Written task: Please count the lines in the material below that contain the word "birch", and give only that number.

(Items listed in a dataset)

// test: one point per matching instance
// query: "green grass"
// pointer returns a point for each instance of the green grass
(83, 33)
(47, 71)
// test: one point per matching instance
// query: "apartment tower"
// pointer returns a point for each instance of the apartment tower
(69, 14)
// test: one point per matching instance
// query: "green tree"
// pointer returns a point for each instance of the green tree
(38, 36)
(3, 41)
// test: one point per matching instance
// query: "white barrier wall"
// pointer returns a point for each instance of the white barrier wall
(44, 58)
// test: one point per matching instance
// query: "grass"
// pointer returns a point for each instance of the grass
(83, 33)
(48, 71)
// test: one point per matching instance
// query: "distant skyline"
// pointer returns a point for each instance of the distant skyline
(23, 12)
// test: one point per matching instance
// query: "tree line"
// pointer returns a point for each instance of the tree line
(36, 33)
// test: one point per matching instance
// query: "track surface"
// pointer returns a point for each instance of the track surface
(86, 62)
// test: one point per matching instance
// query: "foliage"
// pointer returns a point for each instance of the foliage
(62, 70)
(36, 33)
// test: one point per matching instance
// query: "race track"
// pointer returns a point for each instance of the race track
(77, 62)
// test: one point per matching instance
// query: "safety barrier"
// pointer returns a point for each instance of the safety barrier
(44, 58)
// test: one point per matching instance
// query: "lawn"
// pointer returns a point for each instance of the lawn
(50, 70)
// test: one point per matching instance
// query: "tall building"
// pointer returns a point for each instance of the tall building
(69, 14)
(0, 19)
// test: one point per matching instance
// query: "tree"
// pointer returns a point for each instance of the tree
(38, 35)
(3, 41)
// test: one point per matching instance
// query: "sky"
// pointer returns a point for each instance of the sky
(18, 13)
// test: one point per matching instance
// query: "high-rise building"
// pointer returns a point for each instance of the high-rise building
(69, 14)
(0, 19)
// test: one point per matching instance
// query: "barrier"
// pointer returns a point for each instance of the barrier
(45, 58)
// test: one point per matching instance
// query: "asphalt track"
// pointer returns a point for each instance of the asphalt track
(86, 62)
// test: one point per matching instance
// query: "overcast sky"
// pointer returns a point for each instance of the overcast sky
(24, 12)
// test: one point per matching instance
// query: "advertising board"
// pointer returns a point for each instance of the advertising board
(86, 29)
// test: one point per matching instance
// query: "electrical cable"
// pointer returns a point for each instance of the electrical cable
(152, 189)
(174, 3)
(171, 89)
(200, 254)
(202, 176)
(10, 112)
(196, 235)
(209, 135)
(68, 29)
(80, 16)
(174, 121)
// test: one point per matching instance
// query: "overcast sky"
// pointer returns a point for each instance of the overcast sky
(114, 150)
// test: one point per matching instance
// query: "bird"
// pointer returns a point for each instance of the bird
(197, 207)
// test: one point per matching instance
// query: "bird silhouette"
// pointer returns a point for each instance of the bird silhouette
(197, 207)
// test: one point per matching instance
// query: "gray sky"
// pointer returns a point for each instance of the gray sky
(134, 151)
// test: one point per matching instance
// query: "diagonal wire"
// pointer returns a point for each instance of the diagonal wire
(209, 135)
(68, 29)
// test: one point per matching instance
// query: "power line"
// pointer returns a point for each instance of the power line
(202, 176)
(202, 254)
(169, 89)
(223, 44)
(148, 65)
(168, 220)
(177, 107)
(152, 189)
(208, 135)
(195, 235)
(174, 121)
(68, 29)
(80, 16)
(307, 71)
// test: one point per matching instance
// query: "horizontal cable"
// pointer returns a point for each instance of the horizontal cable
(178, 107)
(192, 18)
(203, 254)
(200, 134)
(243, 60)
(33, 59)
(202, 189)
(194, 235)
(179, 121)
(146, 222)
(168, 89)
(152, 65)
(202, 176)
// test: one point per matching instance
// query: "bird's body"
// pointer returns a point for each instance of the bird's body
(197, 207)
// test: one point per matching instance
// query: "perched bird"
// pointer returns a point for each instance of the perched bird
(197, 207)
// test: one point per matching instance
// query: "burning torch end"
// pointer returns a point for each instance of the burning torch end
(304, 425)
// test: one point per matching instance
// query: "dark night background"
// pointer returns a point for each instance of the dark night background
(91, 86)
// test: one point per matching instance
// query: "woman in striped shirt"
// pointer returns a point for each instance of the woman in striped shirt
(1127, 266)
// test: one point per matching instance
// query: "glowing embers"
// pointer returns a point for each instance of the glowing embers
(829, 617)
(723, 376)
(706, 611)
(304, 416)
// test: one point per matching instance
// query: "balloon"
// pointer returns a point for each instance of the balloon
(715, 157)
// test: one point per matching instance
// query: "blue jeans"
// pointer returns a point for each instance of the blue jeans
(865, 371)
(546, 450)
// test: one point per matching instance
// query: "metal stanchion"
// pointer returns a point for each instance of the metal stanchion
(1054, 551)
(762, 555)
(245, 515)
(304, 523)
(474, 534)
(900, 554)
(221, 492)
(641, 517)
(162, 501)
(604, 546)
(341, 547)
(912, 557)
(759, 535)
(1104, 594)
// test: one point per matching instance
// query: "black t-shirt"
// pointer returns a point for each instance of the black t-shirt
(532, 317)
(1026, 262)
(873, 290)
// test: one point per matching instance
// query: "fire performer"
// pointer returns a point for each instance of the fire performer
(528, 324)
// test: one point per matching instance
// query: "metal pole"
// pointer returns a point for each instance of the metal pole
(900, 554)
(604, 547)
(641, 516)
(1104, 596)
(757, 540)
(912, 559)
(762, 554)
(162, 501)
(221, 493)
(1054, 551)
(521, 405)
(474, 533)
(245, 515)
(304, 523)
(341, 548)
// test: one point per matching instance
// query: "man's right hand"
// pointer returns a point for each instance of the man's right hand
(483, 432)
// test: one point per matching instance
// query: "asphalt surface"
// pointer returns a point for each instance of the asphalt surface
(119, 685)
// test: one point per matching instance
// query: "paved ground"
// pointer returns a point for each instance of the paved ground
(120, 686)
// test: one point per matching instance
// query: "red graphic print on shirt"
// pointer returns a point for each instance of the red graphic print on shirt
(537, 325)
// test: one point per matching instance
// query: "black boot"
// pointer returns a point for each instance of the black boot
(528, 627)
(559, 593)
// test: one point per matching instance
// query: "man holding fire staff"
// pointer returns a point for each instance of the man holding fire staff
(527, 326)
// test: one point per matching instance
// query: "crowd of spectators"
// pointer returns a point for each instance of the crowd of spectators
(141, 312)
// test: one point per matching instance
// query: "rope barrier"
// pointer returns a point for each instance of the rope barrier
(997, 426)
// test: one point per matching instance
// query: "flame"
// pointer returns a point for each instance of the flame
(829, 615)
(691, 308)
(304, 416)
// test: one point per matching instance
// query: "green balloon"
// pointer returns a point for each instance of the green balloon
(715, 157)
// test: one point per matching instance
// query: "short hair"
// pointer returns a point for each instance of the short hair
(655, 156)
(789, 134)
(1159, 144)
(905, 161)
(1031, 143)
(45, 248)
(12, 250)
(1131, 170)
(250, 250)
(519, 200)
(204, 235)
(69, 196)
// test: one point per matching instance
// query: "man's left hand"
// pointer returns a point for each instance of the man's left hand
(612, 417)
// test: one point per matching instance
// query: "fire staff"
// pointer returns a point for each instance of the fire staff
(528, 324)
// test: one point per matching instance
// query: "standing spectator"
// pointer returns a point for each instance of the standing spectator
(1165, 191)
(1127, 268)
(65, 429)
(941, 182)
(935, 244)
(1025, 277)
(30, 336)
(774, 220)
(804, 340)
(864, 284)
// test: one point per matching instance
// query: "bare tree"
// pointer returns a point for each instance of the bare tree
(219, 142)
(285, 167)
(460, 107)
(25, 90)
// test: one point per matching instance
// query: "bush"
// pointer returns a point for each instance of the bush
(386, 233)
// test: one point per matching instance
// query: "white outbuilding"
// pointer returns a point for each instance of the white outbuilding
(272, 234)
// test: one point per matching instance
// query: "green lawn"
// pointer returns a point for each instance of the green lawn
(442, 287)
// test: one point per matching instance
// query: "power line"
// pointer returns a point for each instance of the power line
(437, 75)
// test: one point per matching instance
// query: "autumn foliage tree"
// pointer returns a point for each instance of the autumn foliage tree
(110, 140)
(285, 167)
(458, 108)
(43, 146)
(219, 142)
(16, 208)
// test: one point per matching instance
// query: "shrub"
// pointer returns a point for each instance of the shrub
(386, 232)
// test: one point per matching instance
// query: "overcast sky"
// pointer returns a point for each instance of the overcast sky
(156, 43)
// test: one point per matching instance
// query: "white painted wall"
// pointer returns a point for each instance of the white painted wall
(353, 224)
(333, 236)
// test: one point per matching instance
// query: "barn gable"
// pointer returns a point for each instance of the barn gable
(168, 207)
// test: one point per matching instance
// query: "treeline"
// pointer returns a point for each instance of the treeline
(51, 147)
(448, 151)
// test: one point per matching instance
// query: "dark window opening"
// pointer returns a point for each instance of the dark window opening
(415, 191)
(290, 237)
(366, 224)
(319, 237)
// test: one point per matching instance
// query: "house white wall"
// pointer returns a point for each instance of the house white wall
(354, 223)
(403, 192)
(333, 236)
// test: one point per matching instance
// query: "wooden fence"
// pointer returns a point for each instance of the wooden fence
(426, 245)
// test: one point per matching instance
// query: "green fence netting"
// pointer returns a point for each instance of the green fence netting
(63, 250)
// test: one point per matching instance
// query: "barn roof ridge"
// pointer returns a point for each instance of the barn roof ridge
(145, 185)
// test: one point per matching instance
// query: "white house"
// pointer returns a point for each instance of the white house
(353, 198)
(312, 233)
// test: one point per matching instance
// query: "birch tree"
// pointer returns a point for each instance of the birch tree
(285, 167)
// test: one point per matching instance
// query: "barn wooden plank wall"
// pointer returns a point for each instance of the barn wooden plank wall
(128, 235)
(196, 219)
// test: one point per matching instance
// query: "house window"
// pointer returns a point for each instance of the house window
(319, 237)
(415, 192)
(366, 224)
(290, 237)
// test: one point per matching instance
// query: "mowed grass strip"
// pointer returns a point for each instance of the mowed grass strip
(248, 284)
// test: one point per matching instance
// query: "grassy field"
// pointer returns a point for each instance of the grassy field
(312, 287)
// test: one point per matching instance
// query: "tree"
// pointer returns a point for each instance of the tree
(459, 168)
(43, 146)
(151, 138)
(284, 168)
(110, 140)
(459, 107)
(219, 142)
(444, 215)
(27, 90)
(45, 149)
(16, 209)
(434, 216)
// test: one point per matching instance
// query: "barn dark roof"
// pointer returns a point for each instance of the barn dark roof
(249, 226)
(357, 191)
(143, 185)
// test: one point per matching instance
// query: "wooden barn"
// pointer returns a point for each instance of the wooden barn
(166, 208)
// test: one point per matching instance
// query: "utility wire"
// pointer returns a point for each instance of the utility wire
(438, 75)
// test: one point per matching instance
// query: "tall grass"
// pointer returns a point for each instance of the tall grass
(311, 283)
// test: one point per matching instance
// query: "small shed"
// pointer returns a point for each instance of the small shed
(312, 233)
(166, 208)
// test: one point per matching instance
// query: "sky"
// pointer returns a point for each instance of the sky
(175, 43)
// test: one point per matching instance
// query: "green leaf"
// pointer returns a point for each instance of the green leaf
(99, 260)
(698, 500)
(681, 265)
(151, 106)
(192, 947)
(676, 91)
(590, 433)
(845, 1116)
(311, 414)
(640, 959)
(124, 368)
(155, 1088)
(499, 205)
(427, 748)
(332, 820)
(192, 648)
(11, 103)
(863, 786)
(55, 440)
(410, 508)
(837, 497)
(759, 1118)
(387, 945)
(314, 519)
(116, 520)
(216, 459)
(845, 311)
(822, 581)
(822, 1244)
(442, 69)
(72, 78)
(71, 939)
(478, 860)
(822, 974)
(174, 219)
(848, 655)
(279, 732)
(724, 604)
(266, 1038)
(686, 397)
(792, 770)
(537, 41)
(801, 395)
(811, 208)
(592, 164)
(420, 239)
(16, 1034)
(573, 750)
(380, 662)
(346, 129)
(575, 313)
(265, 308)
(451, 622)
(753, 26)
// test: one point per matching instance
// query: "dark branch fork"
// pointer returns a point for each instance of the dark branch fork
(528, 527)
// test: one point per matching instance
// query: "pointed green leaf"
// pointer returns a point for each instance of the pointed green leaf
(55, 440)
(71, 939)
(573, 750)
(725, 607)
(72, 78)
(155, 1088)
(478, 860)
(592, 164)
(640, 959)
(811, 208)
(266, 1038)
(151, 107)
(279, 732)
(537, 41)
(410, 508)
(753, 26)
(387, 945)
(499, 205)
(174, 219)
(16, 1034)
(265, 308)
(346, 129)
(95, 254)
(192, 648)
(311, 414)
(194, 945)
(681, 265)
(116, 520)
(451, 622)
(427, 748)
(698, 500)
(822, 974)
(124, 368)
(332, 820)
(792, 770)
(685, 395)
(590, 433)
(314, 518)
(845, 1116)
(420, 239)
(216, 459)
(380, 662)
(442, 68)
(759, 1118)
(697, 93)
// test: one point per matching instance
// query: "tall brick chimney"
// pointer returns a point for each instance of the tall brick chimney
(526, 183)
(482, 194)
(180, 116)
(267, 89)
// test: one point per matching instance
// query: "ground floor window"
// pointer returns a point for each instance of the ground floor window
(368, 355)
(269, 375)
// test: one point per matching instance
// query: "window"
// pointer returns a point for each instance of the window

Solution below: 2